To do :: Give every line of the records below as a numbered list, skipping blank lines and leaving out the pictures.

+++ Data supplied +++

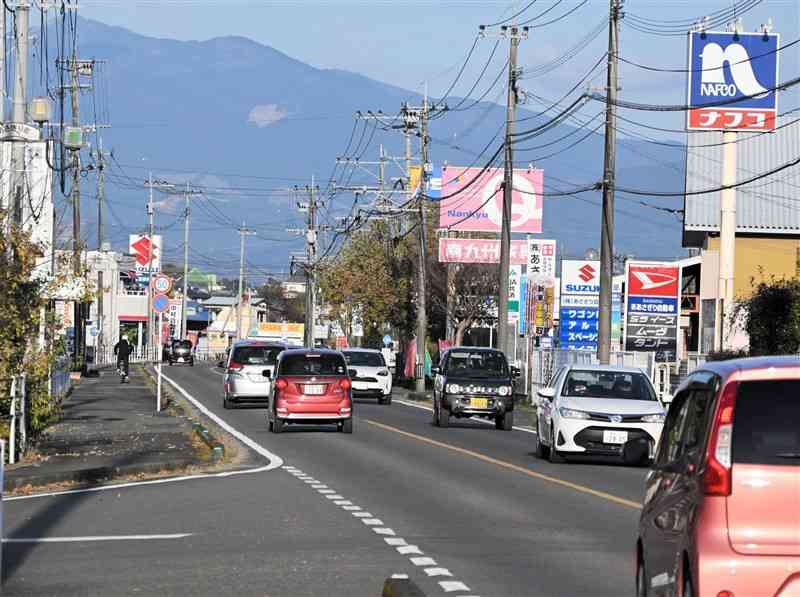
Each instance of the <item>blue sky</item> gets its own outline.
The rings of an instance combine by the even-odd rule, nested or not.
[[[740,0],[740,3],[742,0]],[[524,16],[530,18],[555,3],[538,0]],[[480,24],[498,21],[527,5],[518,0],[82,0],[81,14],[136,32],[181,40],[204,40],[241,35],[270,45],[286,54],[322,68],[355,71],[406,89],[441,94],[453,80]],[[562,0],[539,22],[549,21],[578,5]],[[682,20],[725,10],[734,3],[703,0],[628,0],[624,10],[655,20]],[[561,55],[598,25],[608,14],[606,0],[589,0],[567,18],[531,31],[520,48],[519,62],[529,73],[537,65]],[[755,30],[772,17],[774,30],[783,41],[800,37],[797,0],[764,0],[743,15],[746,31]],[[686,62],[684,36],[661,37],[634,30],[623,19],[621,54],[640,63],[683,68]],[[525,88],[547,99],[557,99],[578,81],[602,56],[606,33],[600,33],[581,52],[545,76],[529,79]],[[478,43],[473,59],[456,87],[464,94],[486,63],[494,41]],[[478,87],[499,73],[507,56],[503,44]],[[798,47],[784,52],[781,79],[798,74]],[[603,70],[591,79],[604,84]],[[622,96],[632,101],[682,103],[685,79],[678,73],[652,73],[628,65],[621,67]],[[500,95],[500,86],[486,99]],[[784,94],[781,109],[795,107],[797,91]],[[533,106],[535,107],[535,106]],[[677,115],[661,117],[679,127]],[[649,115],[649,121],[658,117]]]

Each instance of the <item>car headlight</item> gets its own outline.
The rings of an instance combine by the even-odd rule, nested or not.
[[[565,419],[588,419],[589,413],[582,410],[572,410],[571,408],[564,408],[563,406],[558,409],[559,414]]]
[[[645,415],[642,417],[642,423],[663,423],[666,416],[660,415]]]

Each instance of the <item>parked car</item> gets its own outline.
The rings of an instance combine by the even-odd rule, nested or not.
[[[568,455],[625,456],[630,442],[655,454],[664,405],[640,369],[570,365],[537,393],[536,455],[563,462]]]
[[[800,595],[800,359],[707,363],[645,485],[637,595]]]
[[[267,424],[281,433],[287,424],[335,424],[353,432],[352,382],[342,353],[327,349],[286,350],[278,356]]]
[[[285,348],[283,344],[258,340],[235,342],[222,378],[222,406],[232,408],[245,402],[266,405],[275,364]]]
[[[514,377],[505,355],[493,348],[451,348],[433,367],[433,423],[448,427],[450,418],[482,417],[497,429],[514,426]]]
[[[173,340],[167,353],[170,366],[180,363],[194,367],[194,354],[192,353],[191,340]]]
[[[392,373],[379,350],[343,350],[348,370],[354,372],[353,397],[377,398],[379,404],[392,403]]]

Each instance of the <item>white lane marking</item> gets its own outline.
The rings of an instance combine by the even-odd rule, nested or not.
[[[410,555],[421,556],[421,555],[423,555],[422,550],[419,547],[417,547],[416,545],[400,545],[400,546],[398,546],[397,551],[398,551],[398,553],[400,555],[403,555],[403,556],[410,556]]]
[[[425,574],[428,576],[453,576],[447,568],[425,568]]]
[[[469,587],[463,582],[457,580],[440,580],[439,586],[445,593],[452,593],[453,591],[469,591]]]
[[[33,495],[18,495],[14,497],[4,497],[3,501],[15,502],[17,500],[33,500],[44,497],[58,497],[62,495],[76,495],[81,493],[95,493],[99,491],[113,491],[115,489],[127,489],[129,487],[142,487],[145,485],[163,485],[166,483],[177,483],[179,481],[194,481],[196,479],[212,479],[212,478],[235,477],[237,475],[252,475],[254,473],[265,473],[268,471],[272,471],[283,466],[283,459],[280,456],[278,456],[277,454],[273,454],[266,448],[262,447],[261,445],[257,444],[255,441],[247,437],[241,431],[234,429],[228,423],[226,423],[217,415],[208,410],[208,408],[203,406],[203,404],[201,404],[196,398],[191,396],[186,390],[184,390],[181,386],[172,381],[169,377],[163,375],[163,378],[168,383],[170,383],[176,390],[178,390],[181,394],[183,394],[184,398],[186,398],[189,402],[194,404],[197,407],[197,409],[204,415],[206,415],[209,419],[214,421],[217,425],[222,427],[225,431],[227,431],[232,436],[237,438],[243,444],[252,448],[255,452],[257,452],[258,454],[269,460],[269,464],[265,466],[259,466],[256,468],[242,469],[238,471],[225,471],[222,473],[184,475],[182,477],[169,477],[166,479],[151,479],[149,481],[131,481],[130,483],[114,483],[112,485],[99,485],[97,487],[85,487],[83,489],[65,489],[64,491],[49,491],[46,493],[36,493]]]
[[[156,539],[184,539],[194,533],[171,535],[89,535],[86,537],[9,537],[3,543],[83,543],[91,541],[150,541]]]
[[[424,404],[414,404],[413,402],[407,402],[405,400],[401,400],[398,398],[395,398],[393,402],[397,402],[397,404],[402,404],[403,406],[410,406],[412,408],[419,408],[421,410],[427,410],[428,412],[433,412],[433,408],[431,408],[430,406],[425,406]],[[469,420],[481,423],[482,425],[494,425],[492,421],[487,421],[481,418],[472,418]],[[537,435],[536,430],[533,429],[532,427],[523,427],[520,425],[514,425],[512,429],[514,431],[523,431],[524,433],[532,433],[533,435]]]

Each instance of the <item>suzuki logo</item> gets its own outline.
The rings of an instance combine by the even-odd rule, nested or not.
[[[578,270],[580,272],[580,278],[584,282],[588,282],[592,278],[594,278],[595,269],[589,265],[588,263],[584,265],[581,269]]]
[[[675,276],[659,274],[657,272],[631,272],[642,284],[642,290],[653,290],[662,286],[669,286],[677,281]]]
[[[743,95],[763,95],[767,89],[761,85],[753,73],[753,66],[747,50],[741,44],[730,44],[724,50],[718,43],[709,43],[700,54],[703,59],[700,80],[700,94],[713,96],[735,96],[736,89]],[[725,62],[730,68],[733,85],[725,82]]]

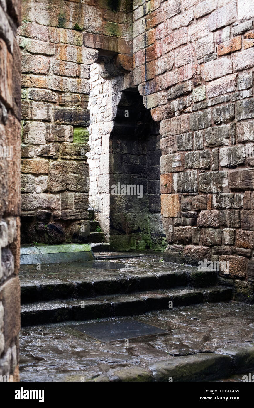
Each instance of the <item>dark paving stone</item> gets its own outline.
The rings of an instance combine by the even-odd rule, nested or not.
[[[124,340],[167,333],[163,329],[133,319],[85,323],[73,326],[72,328],[101,341]]]
[[[169,367],[171,373],[174,369],[174,362],[172,375],[179,381],[209,377],[241,381],[243,374],[236,375],[239,370],[254,373],[254,305],[202,303],[151,312],[137,319],[167,333],[105,342],[77,331],[82,321],[22,328],[20,380],[154,381],[152,367],[164,365],[167,375]],[[163,376],[158,381],[166,378]]]

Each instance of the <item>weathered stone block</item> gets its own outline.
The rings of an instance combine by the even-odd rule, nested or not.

+++

Exercise solution ::
1. Each instance of the <item>blue sky</item> gets its own outline.
2. The rings of an instance combine by the even-odd rule, nested or not.
3. [[[740,0],[740,3],[742,0]],[[524,16],[530,18],[555,3],[538,0]],[[480,24],[498,21],[527,5],[518,0],[82,0],[81,14],[136,32],[181,40],[204,40],[241,35],[270,45],[286,54],[322,68],[355,71],[406,89],[441,94],[453,80]],[[562,0],[539,22],[549,21],[578,5]],[[682,20],[725,10],[734,3],[703,0],[628,0],[624,10],[655,20]],[[561,55],[598,25],[608,14],[606,0],[589,0],[567,18],[531,31],[520,48],[519,62],[529,73],[537,65]],[[755,30],[772,17],[774,30],[783,41],[800,37],[797,0],[764,0],[743,15],[746,31]],[[686,62],[684,36],[661,37],[634,30],[623,19],[621,54],[640,63],[683,68]],[[525,88],[547,99],[557,99],[578,81],[602,56],[606,33],[600,33],[581,52],[545,76],[529,79]],[[478,43],[473,59],[456,87],[464,94],[486,63],[494,41]],[[478,87],[499,73],[507,56],[503,44]],[[798,47],[784,52],[781,79],[798,74]],[[603,70],[591,79],[604,84]],[[622,96],[632,101],[682,103],[685,79],[678,73],[652,73],[628,65],[621,67]],[[500,95],[500,86],[486,99]],[[784,94],[781,109],[795,107],[797,91]],[[533,106],[535,107],[535,106]],[[677,115],[661,117],[679,127]],[[649,115],[649,121],[658,117]]]
4. Each instance of the <item>car headlight</item> gets its own outline.
5. The rings of an instance combine by the even-odd rule, nested or not.
6. [[[565,419],[588,419],[589,413],[582,410],[572,410],[571,408],[564,408],[563,406],[558,409],[559,414]]]
7. [[[645,415],[642,417],[642,423],[663,423],[666,416],[660,415]]]
8. Each instance of the <item>parked car</item> gets its own outline.
9. The rings of an instance combine by the even-odd rule, nested or not.
10. [[[568,455],[625,456],[630,442],[655,454],[664,405],[640,369],[570,365],[537,393],[536,455],[563,462]]]
11. [[[800,595],[800,359],[707,363],[645,485],[637,595]]]
12. [[[267,424],[281,433],[287,424],[335,424],[353,432],[352,382],[342,353],[327,349],[286,350],[278,356]]]
13. [[[285,348],[283,344],[258,340],[235,342],[222,378],[222,406],[232,408],[245,402],[266,405],[275,364]]]
14. [[[514,377],[505,355],[493,348],[451,348],[433,367],[433,423],[448,427],[450,418],[482,417],[497,429],[514,426]]]
15. [[[173,340],[167,353],[170,366],[180,363],[194,367],[194,354],[192,353],[191,340]]]
16. [[[392,373],[379,350],[343,350],[348,370],[354,372],[353,397],[377,398],[379,404],[392,403]]]
17. Each instance of the <item>white lane marking</item> gets its own outline.
18. The rings of an instance combine by the even-odd rule, nested or not.
19. [[[410,555],[421,556],[421,555],[423,555],[422,550],[419,547],[417,547],[416,545],[400,545],[400,546],[398,546],[397,551],[398,551],[398,553],[400,555],[403,555],[403,556],[410,556]]]
20. [[[425,574],[428,576],[453,576],[447,568],[425,568]]]
21. [[[469,587],[463,582],[457,580],[440,580],[439,586],[445,593],[452,593],[453,591],[469,591]]]
22. [[[33,495],[18,495],[14,497],[4,497],[3,501],[15,502],[17,500],[33,500],[44,497],[58,497],[62,495],[76,495],[81,493],[95,493],[99,491],[113,491],[115,489],[127,489],[129,487],[142,487],[145,485],[163,485],[166,483],[177,483],[179,481],[194,481],[196,479],[212,479],[212,478],[235,477],[237,475],[252,475],[254,473],[265,473],[268,471],[272,471],[283,466],[283,459],[280,456],[278,456],[277,454],[273,454],[266,448],[262,447],[261,445],[257,444],[255,441],[247,437],[241,431],[234,429],[228,423],[226,423],[217,415],[208,410],[208,408],[203,406],[203,404],[201,404],[196,398],[191,396],[186,390],[184,390],[181,386],[172,381],[169,377],[163,375],[163,378],[168,383],[170,383],[176,390],[178,390],[181,394],[183,394],[184,398],[186,398],[189,402],[194,404],[197,407],[197,409],[204,415],[206,415],[209,419],[214,421],[217,425],[222,427],[225,431],[227,431],[232,436],[237,438],[243,444],[252,448],[255,452],[257,452],[258,454],[269,460],[269,464],[265,466],[259,466],[256,468],[242,469],[238,471],[225,471],[222,473],[184,475],[182,477],[169,477],[166,479],[151,479],[149,481],[131,481],[130,483],[114,483],[112,485],[99,485],[97,487],[85,487],[83,489],[65,489],[64,491],[49,491],[46,493],[36,493]]]
23. [[[156,539],[184,539],[194,533],[171,535],[89,535],[86,537],[9,537],[3,543],[83,543],[91,541],[150,541]]]
24. [[[424,404],[414,404],[413,402],[407,402],[405,400],[401,400],[398,398],[395,398],[393,402],[397,402],[397,404],[402,404],[403,406],[410,406],[412,408],[419,408],[421,410],[427,410],[428,412],[433,412],[433,408],[431,408],[430,406],[425,406]],[[469,420],[481,423],[482,425],[494,425],[492,421],[487,421],[481,418],[472,418]],[[537,435],[536,430],[533,429],[532,427],[523,427],[520,425],[514,425],[512,429],[514,431],[523,431],[524,433],[532,433],[533,435]]]
25. Each instance of the <item>suzuki logo</item> gets its own outline.
26. The rings of an instance combine by the even-odd rule, nested or not.
27. [[[578,270],[580,272],[580,278],[584,282],[588,282],[592,278],[594,278],[595,269],[589,265],[588,263],[584,265],[581,269]]]
28. [[[675,276],[659,274],[657,272],[631,272],[642,284],[642,290],[653,290],[662,286],[669,286],[677,281]]]
29. [[[743,95],[763,95],[767,89],[761,85],[753,73],[753,66],[747,50],[741,44],[730,44],[724,50],[718,43],[709,43],[700,54],[703,59],[700,80],[700,94],[713,96],[735,96],[736,89]],[[725,62],[730,68],[733,85],[725,82]]]
30. Each instance of the <item>dark paving stone</item> gets its own outline.
31. The rings of an instance combine by the even-odd rule, nested or not.
32. [[[124,340],[167,333],[163,329],[133,319],[85,323],[73,326],[72,328],[101,341]]]
33. [[[169,367],[171,373],[174,369],[174,362],[172,375],[179,381],[209,377],[241,381],[243,374],[236,375],[239,370],[254,373],[254,305],[202,303],[151,312],[137,319],[167,333],[105,342],[77,331],[82,321],[22,328],[20,380],[154,381],[152,367],[164,365],[167,375]],[[163,376],[158,381],[166,378]]]
34. Each instance of the <item>weathered stone block</item> gets its own outline.
35. The rings of an instance combine by the even-odd rule, nested or not.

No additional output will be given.